Exercise a -> Can you switch "dirt track" to "gravel road" in the rows below and give those lines again, beginning at the start of the rows and stopping after the line that has "[[0,259],[0,292],[692,292],[692,268],[457,258]]", with nothing else changed?

Text extract ->
+===+

This, I think, is a critical point: Just because certain laws share a name ("blasphemy") with laws used by more oppressive regimes, it's a mistake to treat them all the same. Western blasphemy laws have more in common with hate-speech laws than anything else (whose existence is an entirely separate debate and not one I'll get into here). If we treat them the same just because they share a name, we may as well start campaigning against governments' right to impose martial law because some dictatorships have used it as an excuse to crack down on opponents.

So, combined with the points that Aldrith and Orange laid out earlier (that it is not the mandate of the UN to enforce protection of beliefs, and that the law seems to be primarily aiming at those who aren't going to listen anyhow) I cannot say I support this petition. There are more effective ways to go about trying to end the abuses perpetrated by certain governments than an overly-broad and misaimed petition like this.

+===+

Record excerpts ->
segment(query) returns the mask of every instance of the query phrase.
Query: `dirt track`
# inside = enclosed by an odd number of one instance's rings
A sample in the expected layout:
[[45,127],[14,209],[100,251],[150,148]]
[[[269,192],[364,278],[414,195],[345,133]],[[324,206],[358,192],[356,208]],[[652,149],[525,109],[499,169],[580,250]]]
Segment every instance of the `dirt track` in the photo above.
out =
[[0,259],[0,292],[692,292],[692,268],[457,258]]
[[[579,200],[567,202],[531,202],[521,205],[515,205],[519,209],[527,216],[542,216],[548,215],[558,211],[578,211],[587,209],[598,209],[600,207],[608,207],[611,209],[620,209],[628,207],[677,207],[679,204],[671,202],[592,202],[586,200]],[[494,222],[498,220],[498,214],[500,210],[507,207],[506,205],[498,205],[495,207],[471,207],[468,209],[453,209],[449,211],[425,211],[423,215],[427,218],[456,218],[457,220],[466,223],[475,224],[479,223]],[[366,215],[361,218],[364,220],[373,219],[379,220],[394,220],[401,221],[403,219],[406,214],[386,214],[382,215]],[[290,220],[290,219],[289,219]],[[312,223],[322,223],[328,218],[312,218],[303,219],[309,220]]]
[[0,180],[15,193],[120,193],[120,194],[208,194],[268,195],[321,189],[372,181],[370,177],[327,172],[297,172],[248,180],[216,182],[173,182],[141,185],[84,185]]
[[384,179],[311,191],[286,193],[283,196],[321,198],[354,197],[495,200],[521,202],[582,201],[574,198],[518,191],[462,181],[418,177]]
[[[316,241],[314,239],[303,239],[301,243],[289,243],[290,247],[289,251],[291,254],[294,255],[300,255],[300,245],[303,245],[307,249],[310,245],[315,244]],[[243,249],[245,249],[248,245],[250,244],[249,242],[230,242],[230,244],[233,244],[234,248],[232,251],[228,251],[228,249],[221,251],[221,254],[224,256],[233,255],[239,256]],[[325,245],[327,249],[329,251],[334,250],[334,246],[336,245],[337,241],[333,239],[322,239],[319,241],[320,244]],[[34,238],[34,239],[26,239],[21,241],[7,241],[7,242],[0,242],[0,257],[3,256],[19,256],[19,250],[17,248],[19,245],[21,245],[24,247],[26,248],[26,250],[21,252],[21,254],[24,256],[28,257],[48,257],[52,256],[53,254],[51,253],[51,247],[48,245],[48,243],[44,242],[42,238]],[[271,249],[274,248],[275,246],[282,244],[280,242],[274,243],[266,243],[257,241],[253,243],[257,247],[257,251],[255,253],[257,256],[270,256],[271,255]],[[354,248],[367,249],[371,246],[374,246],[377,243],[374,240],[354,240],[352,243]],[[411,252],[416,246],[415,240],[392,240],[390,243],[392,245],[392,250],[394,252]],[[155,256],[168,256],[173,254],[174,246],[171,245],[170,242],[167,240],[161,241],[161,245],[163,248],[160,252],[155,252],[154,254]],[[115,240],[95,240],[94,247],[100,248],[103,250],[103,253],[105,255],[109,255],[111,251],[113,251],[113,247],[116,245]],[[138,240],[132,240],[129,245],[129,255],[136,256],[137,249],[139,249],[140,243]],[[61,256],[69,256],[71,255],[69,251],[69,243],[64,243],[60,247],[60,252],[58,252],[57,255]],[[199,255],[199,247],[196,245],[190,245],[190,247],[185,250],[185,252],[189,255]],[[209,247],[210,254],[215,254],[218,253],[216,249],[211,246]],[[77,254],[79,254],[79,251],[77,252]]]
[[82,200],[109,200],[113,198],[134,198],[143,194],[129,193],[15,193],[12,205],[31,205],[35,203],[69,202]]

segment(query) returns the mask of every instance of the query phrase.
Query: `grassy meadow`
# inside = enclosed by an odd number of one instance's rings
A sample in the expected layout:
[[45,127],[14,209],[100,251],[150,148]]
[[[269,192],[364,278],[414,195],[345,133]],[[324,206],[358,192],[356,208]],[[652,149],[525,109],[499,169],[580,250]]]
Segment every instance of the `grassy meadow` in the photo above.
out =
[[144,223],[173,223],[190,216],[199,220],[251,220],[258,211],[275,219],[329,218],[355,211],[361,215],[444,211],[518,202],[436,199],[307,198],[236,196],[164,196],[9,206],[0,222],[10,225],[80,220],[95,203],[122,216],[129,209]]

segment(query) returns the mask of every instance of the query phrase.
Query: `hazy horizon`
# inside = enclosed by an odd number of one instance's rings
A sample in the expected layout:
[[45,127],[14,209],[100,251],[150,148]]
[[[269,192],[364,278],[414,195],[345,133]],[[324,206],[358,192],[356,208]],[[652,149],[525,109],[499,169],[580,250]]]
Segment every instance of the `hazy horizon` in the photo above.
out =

+===+

Exercise b -> Could you set down the passage from the post on blasphemy laws word for word, beginning at the words "So, combined with" and stopping after "petition like this."?

Complete output a ->
segment(query) returns the mask of every instance of the query phrase.
Query: `gravel road`
# inside = enclosed by an odd number of one instance's rings
A sample in the expected layout:
[[45,127],[14,209],[100,251],[150,148]]
[[[269,192],[364,278],[414,195],[345,133]],[[324,206],[358,192],[356,208]],[[652,149],[525,109],[499,169],[580,250]]]
Segment every instance of the `gravel road` in the photo above.
out =
[[0,259],[0,292],[692,292],[692,268],[457,258]]

Complete output b ->
So, combined with the points that Aldrith and Orange laid out earlier (that it is not the mandate of the UN to enforce protection of beliefs, and that the law seems to be primarily aiming at those who aren't going to listen anyhow) I cannot say I support this petition. There are more effective ways to go about trying to end the abuses perpetrated by certain governments than an overly-broad and misaimed petition like this.